Return every line in the lines below that contains the word "cross". Case counts.
--- START ---
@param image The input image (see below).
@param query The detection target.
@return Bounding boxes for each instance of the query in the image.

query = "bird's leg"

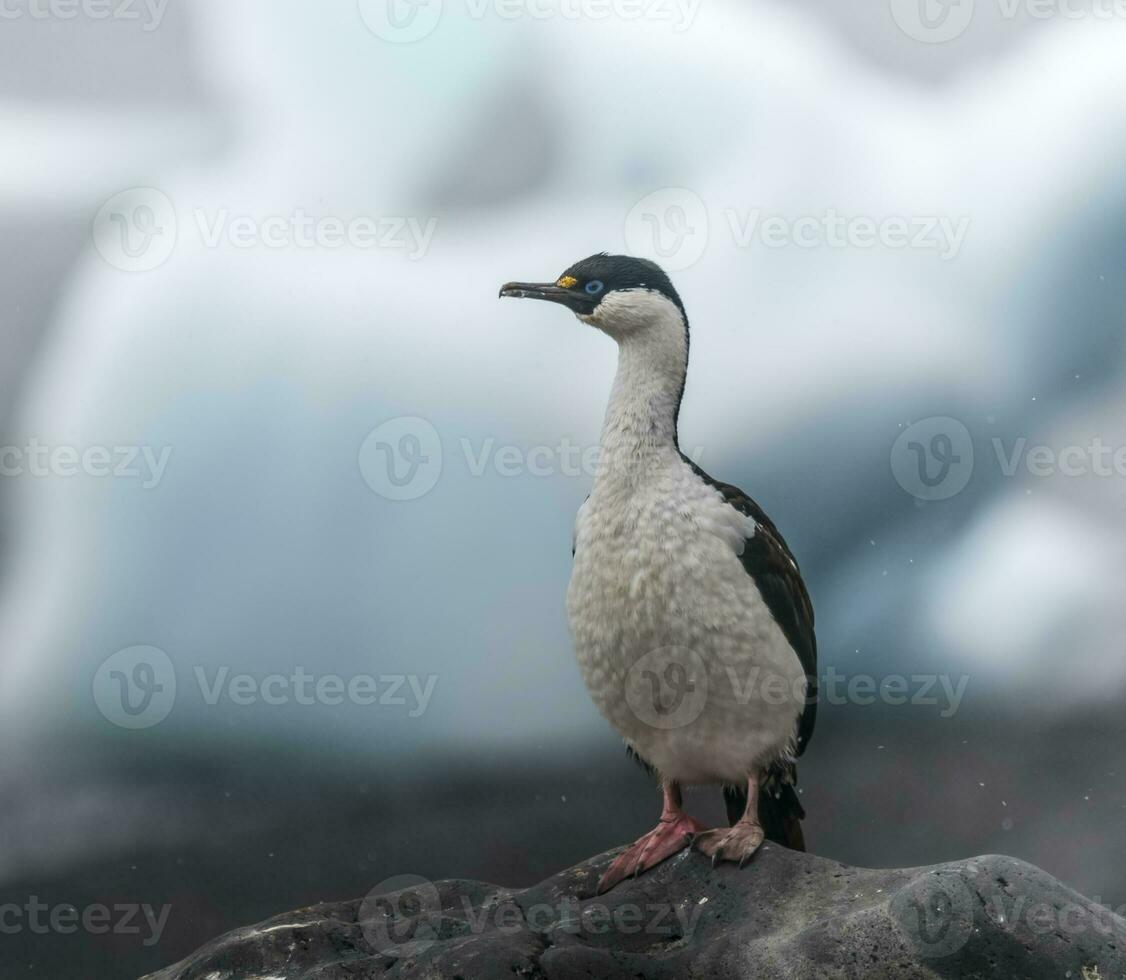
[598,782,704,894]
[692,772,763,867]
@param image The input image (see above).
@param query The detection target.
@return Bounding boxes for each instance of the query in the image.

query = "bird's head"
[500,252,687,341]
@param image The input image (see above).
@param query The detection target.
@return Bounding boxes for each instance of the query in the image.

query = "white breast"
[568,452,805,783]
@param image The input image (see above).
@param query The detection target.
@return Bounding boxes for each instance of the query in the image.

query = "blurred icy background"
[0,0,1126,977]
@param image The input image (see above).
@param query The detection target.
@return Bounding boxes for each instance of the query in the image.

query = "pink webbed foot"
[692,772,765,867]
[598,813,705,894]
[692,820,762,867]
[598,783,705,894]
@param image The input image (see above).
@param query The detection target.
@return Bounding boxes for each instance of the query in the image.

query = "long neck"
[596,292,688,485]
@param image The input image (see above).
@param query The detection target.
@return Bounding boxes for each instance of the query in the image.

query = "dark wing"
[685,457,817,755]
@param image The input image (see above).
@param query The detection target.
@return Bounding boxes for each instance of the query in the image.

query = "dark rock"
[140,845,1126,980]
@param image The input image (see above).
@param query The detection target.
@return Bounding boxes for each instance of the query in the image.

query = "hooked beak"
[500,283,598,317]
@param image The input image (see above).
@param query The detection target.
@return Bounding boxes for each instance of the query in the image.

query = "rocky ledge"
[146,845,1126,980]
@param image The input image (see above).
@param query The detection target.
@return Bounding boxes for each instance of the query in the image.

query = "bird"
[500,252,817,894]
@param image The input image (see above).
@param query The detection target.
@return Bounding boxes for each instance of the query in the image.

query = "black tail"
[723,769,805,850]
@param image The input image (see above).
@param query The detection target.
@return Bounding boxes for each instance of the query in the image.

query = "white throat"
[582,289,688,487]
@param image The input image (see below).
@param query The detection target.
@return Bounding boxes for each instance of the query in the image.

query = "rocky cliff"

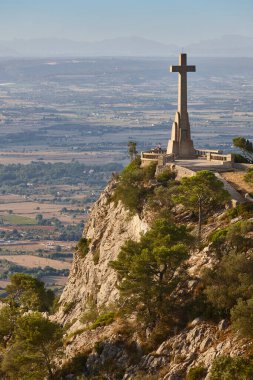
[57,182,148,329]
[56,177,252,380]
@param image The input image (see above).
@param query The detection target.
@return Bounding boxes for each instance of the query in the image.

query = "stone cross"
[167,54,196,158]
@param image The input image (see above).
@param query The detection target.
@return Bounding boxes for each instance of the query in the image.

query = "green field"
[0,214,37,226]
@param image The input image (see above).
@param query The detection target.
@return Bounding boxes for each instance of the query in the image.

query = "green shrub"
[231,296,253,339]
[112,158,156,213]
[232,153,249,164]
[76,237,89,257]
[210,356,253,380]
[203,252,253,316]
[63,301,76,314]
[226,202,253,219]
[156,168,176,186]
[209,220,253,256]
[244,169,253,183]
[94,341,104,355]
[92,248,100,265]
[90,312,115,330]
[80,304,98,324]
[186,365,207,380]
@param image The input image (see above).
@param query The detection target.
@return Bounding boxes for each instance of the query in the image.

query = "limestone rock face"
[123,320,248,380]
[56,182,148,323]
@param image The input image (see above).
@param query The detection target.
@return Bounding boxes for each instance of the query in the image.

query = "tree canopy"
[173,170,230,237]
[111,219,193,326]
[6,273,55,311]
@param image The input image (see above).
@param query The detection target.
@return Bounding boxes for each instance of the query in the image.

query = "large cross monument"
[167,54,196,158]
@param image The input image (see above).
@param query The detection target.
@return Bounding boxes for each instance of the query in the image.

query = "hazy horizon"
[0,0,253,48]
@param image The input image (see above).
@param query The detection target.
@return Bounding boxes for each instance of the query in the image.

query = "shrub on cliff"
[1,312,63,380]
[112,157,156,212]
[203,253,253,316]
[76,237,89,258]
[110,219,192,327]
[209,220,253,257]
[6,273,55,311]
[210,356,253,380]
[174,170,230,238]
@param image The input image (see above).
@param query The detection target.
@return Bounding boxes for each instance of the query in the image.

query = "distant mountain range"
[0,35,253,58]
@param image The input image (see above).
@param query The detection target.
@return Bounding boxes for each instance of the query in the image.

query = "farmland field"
--- END ---
§ Solution to this exercise:
query = "stone cross"
query = "large cross monument"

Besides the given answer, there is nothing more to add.